Texto para leitura
________________

Pareceu-me que teria de responder desde logo às duas questões seguintes: que problemas filosóficos seria mais apropriado tratar com alunos de 10 e 11 anos e que forma dar às aulas. Consultei então colegas, manuais de filosofia para crianças e até psicólogos, tantas eram as dúvidas que tinha. Com muita insegurança, concebi uma espécie de programa, na tentativa de fornecer algum conteúdo e propósito ao que teria de fazer. Esse programa definia um conjunto de pressupostos, determinava um método, concebia uma estrutura didáctica, identificava o tipo de problemas que seriam tratados e adoptava uma forma de avaliação. Ainda que isto pudesse ser rudimentar ou mesmo ingénuo, era, pelo menos, um começo.

Convém dizer em que consistia cada uma dessas partes do programa.

Os pressupostos eram os seguintes. O lugar central seria ocupado pela discussão dos problemas filosóficos através do método socrático; a discussão disciplinada, e não os seus resultados, seria o mais importante. Os alunos seriam ensinados e encorajados a pensar de modo autónomo e a formar o seu juízo; desenvolveriam competências intelectuais de raciocínio, avaliação crítica, pesquisa e pensamento criativo; e desenvolveriam ainda competências emocionais de autoconhecimento dos seus sentimentos, de empatia e de regulação das suas emoções.

O método socrático teria obviamente uma dimensão racional, testando ideias e argumentos, mas teria também uma dimensão ética, baseada sobretudo na tolerância e no respeito pela investigação da verdade, que se sobreporia à expressão corrente de opiniões. Apelaria, por isso, a uma estrutura didáctica que procurasse tornar vívidos os problemas e estimular a discussão racional acerca das respostas que lhes eram dadas. Isso seria feito com histórias que combinassem a técnica da experiência mental com elementos narrativos. Com estes, esperava-se tornar de facto vívidos os problemas, captando de maneira mais eficaz a atenção dos alunos. Com a técnica da experiência mental, esperava-se limitar as variáveis do problema contidas na história, facilitando a discussão racional. A combinação da técnica da experiência mental com elementos narrativos respondia ao desejo de introduzir uma nota realista nas situações imaginárias, evitando assim que os alunos discutissem casos muito idealizados. As histórias, que seriam o elemento didáctico central, teriam a forma de um diálogo escrito, e nisso residiria mais um aspecto socrático das aulas. Depois de lidas, seriam discutidas com a ajuda de um conjunto de questões. Esta seria uma das maneiras de disciplinar a discussão, para que ficassem claras três coisas: um problema conceptual, respostas a esse problema e argumentos a favor dessas respostas. Ao longo da discussão seriam anotados os resultados mais interessantes, sem dúvida aqueles que captassem aspectos relevantes do problema, das respostas ou dos argumentos. Havia também o desejo de que cada aluno formasse o seu melhor juízo e que esse fosse o seu pensamento filosófico acerca do problema.

________________

Conjunto de dados
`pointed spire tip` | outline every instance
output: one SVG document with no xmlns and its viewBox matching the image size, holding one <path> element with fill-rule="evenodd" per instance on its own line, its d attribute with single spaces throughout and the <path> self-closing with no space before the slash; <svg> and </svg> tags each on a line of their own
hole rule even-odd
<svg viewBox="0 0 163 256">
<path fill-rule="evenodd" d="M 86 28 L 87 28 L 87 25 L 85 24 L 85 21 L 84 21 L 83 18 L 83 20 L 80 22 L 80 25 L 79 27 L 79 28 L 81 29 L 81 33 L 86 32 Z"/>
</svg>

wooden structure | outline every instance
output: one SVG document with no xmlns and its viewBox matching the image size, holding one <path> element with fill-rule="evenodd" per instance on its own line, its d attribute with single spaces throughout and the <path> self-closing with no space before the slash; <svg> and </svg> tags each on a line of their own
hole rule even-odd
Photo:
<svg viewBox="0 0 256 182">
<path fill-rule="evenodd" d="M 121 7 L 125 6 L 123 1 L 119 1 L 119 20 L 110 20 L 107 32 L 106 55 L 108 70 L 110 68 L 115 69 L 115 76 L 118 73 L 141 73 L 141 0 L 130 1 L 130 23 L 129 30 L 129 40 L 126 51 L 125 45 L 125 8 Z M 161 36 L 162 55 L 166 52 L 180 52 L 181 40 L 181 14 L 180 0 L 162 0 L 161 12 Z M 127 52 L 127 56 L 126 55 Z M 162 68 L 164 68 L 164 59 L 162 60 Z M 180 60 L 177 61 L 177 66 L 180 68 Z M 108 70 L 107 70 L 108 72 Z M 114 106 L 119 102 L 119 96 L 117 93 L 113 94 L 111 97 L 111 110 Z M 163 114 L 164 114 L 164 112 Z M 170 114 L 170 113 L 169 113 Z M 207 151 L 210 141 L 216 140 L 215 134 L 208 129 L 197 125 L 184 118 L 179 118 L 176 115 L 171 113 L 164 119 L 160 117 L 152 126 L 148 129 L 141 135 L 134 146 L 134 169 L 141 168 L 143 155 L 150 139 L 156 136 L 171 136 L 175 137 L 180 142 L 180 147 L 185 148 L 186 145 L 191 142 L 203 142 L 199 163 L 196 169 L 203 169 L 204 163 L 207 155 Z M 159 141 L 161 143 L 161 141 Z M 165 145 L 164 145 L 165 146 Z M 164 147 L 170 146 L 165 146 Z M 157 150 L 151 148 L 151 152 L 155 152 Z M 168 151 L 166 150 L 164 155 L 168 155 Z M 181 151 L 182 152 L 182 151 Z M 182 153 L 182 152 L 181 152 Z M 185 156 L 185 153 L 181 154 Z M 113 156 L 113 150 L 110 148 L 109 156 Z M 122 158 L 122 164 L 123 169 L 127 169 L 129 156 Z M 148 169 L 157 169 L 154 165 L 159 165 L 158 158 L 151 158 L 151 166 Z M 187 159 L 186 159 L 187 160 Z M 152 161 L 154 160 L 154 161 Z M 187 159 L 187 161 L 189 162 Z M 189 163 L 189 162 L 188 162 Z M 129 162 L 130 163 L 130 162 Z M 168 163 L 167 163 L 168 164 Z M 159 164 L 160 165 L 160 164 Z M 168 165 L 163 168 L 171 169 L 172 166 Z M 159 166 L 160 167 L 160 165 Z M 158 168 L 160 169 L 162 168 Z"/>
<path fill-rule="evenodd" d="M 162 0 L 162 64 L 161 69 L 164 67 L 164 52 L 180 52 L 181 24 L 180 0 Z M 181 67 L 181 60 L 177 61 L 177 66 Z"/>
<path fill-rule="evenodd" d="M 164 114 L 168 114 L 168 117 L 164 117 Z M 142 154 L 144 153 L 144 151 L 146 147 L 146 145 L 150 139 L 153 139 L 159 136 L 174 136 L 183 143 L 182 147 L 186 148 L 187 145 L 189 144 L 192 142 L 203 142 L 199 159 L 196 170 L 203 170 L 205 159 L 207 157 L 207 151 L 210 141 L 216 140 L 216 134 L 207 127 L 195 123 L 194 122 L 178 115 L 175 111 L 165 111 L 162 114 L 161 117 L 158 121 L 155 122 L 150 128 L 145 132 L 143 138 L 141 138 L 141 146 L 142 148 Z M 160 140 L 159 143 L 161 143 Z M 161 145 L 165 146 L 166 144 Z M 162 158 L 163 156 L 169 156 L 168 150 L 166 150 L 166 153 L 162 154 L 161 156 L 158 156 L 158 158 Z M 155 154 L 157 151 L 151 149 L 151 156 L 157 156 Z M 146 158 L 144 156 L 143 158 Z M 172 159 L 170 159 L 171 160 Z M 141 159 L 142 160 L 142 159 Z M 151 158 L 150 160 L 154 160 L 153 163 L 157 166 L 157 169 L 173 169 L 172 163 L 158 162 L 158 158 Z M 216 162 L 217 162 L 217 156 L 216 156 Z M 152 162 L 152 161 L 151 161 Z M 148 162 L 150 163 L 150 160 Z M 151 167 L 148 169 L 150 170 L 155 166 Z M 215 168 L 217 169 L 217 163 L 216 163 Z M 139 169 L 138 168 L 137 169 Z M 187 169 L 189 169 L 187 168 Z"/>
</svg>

________________

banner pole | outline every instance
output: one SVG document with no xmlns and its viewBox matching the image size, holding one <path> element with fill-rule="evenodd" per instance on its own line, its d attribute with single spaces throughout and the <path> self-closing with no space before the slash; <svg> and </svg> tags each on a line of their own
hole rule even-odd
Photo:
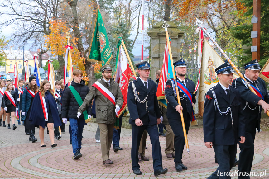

________________

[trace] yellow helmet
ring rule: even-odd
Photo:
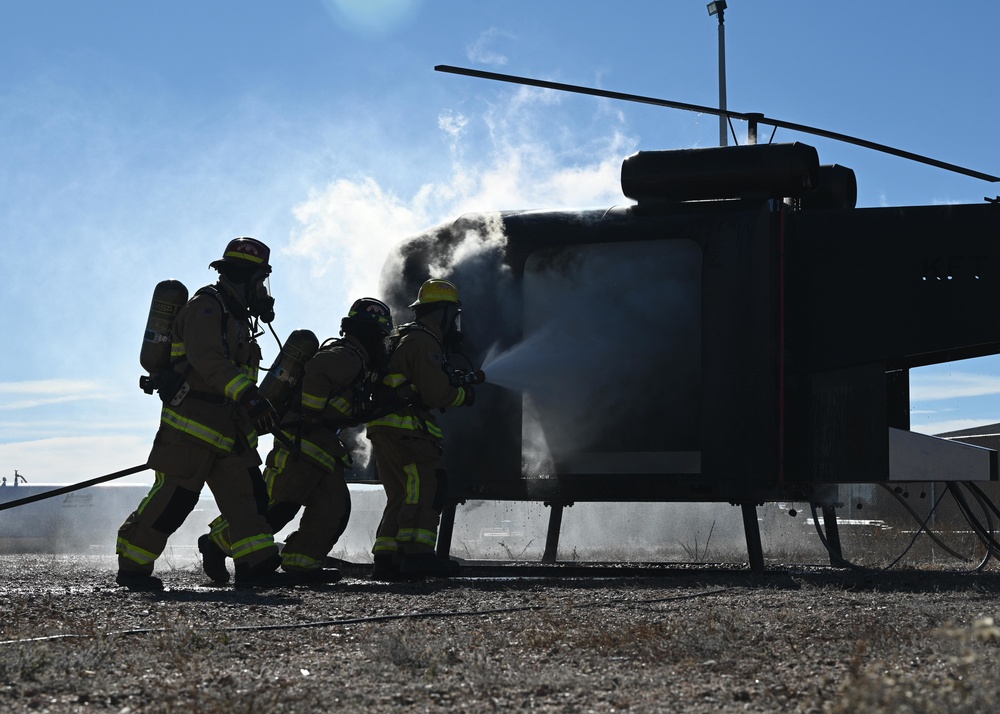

________________

Tarefa 1
Traduza para inglês esta frase do texto sobre o programa de filosofia para alunos de 10 e 11 anos: "As histórias, que seriam o elemento didáctico central, teriam a forma de um diálogo escrito, e nisso residiria mais um aspecto socrático das aulas."
Tarefa 2
No texto sobre o programa de filosofia para alunos de 10 e 11 anos, que técnica as histórias combinariam com elementos narrativos?
Tarefa 3
Dê seguimento ao texto sobre o programa de filosofia para alunos de 10 e 11 anos a partir da sua última frase.

Resultado do exercício 1
The stories, which would be the central teaching element, would take the form of a written dialogue, and in this would lie yet another Socratic aspect of the classes.

Resultado do exercício 2
A técnica da experiência mental.

Resultado do exercício 3
E que problemas seriam apresentados aos alunos? Resumidamente, problemas das disciplinas de ética, especialmente de ética prática e normativa, de filosofia política, e talvez de filosofia da mente e de lógica. No entanto, um aspecto não poderia ser descuidado: os problemas éticos mais duros e intensos do ponto de vista emocional teriam de ser excluídos. Os que à partida parecessem susceptíveis de tratamento didáctico para estas idades teriam, ainda assim, de ser apresentados de maneira sóbria. A discussão racional dos problemas mais comuns de filosofia da religião, à primeira vista uma boa escolha, poderiam gerar incompreensões, talvez não tanto nos alunos, mas sobretudo nos seus pais. Este receio levou a que não fossem incluídos no programa.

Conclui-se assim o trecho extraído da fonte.